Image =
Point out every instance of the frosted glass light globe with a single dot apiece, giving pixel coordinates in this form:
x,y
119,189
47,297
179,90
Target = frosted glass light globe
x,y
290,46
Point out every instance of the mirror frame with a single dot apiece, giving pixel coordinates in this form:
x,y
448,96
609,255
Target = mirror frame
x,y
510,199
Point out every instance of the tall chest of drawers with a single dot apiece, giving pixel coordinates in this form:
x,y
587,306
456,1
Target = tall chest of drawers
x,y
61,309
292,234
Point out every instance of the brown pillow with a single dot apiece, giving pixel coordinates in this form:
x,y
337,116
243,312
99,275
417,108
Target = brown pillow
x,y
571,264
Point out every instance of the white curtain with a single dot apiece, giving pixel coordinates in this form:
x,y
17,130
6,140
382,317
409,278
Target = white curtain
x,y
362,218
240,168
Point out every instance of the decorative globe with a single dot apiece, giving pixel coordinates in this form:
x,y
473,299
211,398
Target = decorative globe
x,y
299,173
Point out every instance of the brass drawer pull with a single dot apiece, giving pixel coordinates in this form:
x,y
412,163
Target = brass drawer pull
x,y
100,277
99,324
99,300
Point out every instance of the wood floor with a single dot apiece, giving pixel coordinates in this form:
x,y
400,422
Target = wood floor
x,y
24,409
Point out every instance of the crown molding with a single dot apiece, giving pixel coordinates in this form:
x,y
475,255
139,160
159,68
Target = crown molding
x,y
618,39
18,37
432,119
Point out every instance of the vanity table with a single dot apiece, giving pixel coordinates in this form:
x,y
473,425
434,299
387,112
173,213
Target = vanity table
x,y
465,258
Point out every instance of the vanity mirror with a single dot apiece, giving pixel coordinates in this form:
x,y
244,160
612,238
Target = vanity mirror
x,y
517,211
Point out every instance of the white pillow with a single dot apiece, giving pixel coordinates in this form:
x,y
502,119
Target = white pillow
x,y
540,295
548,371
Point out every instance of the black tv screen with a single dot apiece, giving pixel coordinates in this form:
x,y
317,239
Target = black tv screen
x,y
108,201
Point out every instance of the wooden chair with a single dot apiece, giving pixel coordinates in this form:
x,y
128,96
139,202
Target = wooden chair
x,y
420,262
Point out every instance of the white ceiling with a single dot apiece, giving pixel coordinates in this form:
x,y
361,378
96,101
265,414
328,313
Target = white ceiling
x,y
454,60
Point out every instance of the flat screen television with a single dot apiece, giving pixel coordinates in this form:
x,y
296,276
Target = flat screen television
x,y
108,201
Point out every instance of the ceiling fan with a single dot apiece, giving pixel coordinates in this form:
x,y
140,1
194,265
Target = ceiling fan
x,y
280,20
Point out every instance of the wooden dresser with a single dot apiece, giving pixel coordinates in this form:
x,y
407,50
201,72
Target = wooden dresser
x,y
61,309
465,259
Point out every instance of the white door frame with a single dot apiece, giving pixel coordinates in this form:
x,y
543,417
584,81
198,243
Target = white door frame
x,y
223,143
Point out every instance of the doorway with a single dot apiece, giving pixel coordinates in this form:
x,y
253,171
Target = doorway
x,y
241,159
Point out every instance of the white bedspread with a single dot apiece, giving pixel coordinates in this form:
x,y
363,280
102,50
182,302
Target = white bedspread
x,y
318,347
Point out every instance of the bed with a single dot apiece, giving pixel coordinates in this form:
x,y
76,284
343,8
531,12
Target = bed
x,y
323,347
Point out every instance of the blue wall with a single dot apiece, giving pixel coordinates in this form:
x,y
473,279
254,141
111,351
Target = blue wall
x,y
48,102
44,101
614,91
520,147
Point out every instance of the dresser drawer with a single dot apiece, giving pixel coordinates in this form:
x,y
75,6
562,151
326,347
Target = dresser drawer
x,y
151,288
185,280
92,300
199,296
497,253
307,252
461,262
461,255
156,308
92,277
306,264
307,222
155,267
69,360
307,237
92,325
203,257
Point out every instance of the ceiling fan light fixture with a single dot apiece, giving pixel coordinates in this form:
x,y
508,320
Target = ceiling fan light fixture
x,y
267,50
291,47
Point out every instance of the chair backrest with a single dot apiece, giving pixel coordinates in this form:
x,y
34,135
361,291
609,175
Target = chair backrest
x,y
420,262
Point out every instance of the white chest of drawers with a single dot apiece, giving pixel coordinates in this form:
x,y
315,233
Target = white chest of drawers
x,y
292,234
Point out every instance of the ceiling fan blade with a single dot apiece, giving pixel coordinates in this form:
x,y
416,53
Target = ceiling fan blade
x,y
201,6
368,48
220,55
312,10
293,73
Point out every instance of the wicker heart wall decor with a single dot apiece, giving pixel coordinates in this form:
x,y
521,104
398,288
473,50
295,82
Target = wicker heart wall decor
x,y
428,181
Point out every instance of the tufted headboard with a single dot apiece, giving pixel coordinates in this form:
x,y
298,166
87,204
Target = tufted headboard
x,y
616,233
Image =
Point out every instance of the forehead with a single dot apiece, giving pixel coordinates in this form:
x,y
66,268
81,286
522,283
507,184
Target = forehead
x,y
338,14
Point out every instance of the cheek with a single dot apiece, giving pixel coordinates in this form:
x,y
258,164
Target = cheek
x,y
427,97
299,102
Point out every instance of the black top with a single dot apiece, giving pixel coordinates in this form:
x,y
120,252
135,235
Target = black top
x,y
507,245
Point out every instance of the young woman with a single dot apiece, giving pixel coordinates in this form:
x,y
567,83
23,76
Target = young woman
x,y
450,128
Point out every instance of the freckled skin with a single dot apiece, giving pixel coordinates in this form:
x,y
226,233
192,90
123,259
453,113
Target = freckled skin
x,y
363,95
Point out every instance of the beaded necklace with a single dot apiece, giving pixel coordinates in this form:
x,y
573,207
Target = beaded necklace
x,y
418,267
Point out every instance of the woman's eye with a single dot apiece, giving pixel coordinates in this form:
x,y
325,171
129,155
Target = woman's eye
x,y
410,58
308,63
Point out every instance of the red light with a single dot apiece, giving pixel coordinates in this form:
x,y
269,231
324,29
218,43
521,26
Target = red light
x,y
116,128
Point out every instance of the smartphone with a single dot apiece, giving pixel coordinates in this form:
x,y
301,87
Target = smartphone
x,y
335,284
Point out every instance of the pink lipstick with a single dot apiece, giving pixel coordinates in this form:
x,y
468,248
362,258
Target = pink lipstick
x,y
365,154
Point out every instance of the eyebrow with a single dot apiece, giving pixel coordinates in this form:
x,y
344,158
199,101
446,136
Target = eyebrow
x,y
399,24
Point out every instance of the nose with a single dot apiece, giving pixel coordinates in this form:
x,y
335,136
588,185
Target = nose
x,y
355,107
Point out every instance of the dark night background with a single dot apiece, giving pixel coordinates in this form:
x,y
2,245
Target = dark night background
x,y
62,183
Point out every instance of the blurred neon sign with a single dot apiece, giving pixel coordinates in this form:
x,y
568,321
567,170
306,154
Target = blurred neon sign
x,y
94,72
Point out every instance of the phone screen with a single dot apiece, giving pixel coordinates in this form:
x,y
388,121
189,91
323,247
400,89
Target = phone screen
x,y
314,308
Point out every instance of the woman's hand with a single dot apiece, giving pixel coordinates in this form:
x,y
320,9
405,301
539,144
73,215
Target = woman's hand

··········

WHAT YOU SHOULD DO:
Repeat only what runs from the line holding "Point out every instance of the smartphone" to the end of the data, keeping every line exactly as written, first and last included.

CORRECT ANSWER:
Point out every instance of the smartphone with a single dot apiece, giving pixel coordinates in this form:
x,y
301,87
Target = smartphone
x,y
335,284
Point out every instance of the pink lipstick with a single dot apiece, giving pixel coordinates in this form:
x,y
468,248
362,258
Target = pink lipstick
x,y
365,154
Point out every instance of the eyebrow with a single dot apiece, giving pixel coordinates in this form:
x,y
344,158
199,101
446,136
Target = eyebrow
x,y
399,24
Point out every instance of the nose with a single dot apiece, giving pixel coordinates in this form:
x,y
335,136
588,185
Target = nose
x,y
355,107
Point out every instance of the dark night background with a single dot apiece, giving pixel coordinates in this form:
x,y
2,245
Target = dark night background
x,y
62,183
Point out every instance of the blurred neon sign with a single dot apiece, giving pixel coordinates in this form:
x,y
568,321
567,170
306,154
Target = blurred neon sign
x,y
94,72
Point out every instance of the phone screen with a single dot apiece, giving pixel coordinates in this form:
x,y
388,121
189,91
323,247
400,89
Target = phone screen
x,y
314,308
Point out every instance of the woman's hand with a single dot apiece, giving pixel coordinates in this form:
x,y
320,9
405,301
539,144
73,215
Target = woman's hand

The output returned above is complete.